WHAT YOU ARE ASKED TO DO: Rewrite the items starting at the very beginning and ending at the line that contains "negative clicks: (106, 67)", swapping "clicks" for "points" and leaving everything else unchanged.

* * * * * * * * *

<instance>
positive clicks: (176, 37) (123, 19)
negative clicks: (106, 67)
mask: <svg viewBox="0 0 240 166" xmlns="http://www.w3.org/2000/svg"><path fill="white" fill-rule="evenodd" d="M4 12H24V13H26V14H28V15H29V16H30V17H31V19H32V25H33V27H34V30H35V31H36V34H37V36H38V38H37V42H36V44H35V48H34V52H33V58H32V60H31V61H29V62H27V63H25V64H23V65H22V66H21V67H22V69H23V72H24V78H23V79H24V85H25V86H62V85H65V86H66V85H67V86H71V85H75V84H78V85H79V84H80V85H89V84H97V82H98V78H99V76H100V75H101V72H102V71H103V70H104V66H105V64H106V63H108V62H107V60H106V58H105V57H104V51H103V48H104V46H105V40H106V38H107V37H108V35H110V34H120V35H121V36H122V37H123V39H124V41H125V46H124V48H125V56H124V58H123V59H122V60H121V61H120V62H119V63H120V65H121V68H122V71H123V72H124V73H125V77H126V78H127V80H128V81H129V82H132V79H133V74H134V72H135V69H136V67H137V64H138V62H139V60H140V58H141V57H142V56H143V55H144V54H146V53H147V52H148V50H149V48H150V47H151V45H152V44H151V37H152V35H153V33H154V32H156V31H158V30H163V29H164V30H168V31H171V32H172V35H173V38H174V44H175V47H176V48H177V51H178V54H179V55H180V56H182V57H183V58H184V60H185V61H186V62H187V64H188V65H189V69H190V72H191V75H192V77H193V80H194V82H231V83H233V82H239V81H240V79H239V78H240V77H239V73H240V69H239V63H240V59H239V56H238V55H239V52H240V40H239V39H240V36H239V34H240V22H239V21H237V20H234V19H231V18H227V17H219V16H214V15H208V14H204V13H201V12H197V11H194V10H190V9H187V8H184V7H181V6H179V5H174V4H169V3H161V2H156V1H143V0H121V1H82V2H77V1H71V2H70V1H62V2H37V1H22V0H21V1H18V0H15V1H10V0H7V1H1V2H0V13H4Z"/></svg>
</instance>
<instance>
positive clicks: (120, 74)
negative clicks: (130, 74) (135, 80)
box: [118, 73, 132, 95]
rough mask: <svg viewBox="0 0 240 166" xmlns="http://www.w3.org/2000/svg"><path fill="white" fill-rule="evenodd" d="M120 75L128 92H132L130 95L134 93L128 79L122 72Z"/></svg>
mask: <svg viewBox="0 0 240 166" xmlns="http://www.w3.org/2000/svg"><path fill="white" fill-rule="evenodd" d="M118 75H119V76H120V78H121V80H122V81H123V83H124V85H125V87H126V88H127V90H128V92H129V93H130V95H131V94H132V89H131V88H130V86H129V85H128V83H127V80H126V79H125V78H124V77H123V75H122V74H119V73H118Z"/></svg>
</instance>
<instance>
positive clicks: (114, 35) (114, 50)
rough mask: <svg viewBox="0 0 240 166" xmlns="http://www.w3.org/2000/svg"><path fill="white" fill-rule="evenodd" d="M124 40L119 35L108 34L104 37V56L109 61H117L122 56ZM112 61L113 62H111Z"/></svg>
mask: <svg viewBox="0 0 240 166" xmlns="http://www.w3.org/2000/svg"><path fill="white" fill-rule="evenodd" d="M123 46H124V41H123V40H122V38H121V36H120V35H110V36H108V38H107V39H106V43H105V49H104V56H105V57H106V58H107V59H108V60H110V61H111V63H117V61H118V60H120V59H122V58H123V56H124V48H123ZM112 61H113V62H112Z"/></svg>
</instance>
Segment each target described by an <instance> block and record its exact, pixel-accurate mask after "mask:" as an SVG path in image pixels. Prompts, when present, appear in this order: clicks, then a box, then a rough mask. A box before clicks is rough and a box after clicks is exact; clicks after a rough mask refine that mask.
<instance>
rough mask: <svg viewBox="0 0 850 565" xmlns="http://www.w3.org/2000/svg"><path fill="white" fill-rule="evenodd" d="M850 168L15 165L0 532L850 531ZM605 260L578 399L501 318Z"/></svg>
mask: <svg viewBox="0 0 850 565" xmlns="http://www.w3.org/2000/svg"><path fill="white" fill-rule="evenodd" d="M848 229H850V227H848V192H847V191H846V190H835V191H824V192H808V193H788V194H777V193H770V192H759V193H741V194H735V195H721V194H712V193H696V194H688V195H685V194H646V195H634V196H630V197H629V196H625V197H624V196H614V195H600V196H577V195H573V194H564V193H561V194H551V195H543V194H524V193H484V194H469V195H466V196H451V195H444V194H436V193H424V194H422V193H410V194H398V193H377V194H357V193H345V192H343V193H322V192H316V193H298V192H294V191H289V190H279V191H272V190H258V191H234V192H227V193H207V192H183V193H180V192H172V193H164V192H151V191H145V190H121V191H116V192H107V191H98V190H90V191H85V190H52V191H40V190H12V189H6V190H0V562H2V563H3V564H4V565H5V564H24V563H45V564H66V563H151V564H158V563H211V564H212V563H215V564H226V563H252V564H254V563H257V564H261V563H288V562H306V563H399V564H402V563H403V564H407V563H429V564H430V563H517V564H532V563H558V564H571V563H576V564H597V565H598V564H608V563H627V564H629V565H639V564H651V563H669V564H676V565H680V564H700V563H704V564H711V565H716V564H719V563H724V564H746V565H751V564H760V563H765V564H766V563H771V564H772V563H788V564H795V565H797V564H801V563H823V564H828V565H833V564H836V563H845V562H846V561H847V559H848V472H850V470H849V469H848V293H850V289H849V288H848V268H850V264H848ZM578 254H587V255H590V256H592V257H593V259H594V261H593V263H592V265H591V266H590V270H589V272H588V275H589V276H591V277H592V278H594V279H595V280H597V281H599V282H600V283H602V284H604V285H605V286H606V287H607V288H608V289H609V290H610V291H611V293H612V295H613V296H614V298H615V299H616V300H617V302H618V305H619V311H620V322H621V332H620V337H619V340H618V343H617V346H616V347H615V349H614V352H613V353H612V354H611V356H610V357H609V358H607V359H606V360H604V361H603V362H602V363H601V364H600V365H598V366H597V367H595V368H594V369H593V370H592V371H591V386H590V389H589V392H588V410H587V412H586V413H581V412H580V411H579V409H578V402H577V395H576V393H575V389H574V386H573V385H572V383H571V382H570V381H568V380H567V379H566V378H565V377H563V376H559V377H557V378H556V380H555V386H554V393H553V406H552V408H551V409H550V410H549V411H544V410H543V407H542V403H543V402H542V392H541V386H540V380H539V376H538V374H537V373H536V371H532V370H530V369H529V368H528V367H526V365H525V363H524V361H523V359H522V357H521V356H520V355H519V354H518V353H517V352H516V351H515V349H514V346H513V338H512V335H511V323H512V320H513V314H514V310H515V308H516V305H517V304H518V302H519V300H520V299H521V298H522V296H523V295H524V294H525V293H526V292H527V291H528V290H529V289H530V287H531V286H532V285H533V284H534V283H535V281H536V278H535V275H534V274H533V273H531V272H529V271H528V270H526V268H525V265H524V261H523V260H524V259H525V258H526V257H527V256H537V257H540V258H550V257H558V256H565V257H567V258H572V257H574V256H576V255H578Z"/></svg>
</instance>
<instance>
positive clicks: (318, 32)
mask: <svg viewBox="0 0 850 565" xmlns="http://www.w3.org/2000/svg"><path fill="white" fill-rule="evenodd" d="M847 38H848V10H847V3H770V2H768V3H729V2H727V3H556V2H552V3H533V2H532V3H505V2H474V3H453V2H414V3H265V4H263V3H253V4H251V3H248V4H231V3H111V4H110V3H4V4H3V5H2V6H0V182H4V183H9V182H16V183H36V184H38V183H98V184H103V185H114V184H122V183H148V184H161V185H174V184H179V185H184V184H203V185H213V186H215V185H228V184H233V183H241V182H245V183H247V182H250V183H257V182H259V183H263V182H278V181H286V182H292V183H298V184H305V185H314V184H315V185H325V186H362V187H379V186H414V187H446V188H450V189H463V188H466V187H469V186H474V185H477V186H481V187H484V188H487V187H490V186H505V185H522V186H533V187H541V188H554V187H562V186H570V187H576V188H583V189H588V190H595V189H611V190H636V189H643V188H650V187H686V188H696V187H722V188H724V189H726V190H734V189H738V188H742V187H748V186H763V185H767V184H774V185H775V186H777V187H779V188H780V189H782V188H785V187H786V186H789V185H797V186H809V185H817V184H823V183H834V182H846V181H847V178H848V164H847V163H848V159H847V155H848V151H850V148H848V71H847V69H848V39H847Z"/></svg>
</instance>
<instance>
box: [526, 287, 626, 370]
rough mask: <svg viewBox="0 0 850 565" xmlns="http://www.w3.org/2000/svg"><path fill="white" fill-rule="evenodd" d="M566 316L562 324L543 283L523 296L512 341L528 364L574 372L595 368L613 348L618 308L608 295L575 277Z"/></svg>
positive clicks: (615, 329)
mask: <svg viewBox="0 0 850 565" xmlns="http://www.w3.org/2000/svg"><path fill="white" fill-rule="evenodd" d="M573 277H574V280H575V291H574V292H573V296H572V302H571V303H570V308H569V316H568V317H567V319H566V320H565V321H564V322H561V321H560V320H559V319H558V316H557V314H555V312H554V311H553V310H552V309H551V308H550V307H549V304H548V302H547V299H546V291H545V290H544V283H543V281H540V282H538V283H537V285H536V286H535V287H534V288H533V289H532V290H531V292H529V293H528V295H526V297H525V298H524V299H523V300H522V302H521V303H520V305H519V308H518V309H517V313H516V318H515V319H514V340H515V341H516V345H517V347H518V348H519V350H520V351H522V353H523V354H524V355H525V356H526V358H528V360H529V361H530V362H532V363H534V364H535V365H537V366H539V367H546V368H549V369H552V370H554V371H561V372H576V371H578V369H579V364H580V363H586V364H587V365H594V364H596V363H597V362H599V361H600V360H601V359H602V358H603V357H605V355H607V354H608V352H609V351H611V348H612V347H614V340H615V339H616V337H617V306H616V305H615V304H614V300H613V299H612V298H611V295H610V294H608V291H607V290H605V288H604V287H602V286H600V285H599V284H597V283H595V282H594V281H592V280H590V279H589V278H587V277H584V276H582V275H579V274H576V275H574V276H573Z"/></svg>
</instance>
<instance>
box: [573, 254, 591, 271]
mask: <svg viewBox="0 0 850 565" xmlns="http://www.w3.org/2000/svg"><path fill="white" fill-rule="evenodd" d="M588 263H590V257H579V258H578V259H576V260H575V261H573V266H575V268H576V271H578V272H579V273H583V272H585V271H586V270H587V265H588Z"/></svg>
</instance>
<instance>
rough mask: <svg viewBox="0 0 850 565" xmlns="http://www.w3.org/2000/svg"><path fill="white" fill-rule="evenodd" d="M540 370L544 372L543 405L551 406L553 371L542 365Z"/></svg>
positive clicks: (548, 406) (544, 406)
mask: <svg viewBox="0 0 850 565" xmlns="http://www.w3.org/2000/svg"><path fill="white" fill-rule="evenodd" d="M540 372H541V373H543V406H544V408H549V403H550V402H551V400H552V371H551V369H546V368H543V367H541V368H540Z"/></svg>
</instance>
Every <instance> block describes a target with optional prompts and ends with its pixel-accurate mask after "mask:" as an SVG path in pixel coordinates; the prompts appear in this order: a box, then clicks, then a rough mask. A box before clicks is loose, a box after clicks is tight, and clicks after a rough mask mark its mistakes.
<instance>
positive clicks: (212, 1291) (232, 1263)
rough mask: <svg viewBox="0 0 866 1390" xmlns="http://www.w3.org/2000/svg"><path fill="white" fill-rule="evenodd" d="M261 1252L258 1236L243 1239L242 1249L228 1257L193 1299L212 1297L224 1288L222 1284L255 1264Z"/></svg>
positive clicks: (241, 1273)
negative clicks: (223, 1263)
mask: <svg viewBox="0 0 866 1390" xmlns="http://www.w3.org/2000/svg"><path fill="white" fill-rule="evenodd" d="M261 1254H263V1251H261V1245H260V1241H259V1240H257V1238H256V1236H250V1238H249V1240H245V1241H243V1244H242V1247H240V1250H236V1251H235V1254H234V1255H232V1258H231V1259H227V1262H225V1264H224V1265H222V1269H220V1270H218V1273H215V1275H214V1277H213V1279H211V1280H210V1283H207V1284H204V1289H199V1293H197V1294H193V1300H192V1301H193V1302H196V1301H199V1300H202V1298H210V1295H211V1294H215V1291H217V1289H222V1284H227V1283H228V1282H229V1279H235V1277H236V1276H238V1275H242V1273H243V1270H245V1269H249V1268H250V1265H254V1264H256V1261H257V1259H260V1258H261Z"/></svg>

* * * * * * * * *

EXERCISE RESULT:
<instance>
positive points: (176, 37) (123, 19)
negative points: (106, 67)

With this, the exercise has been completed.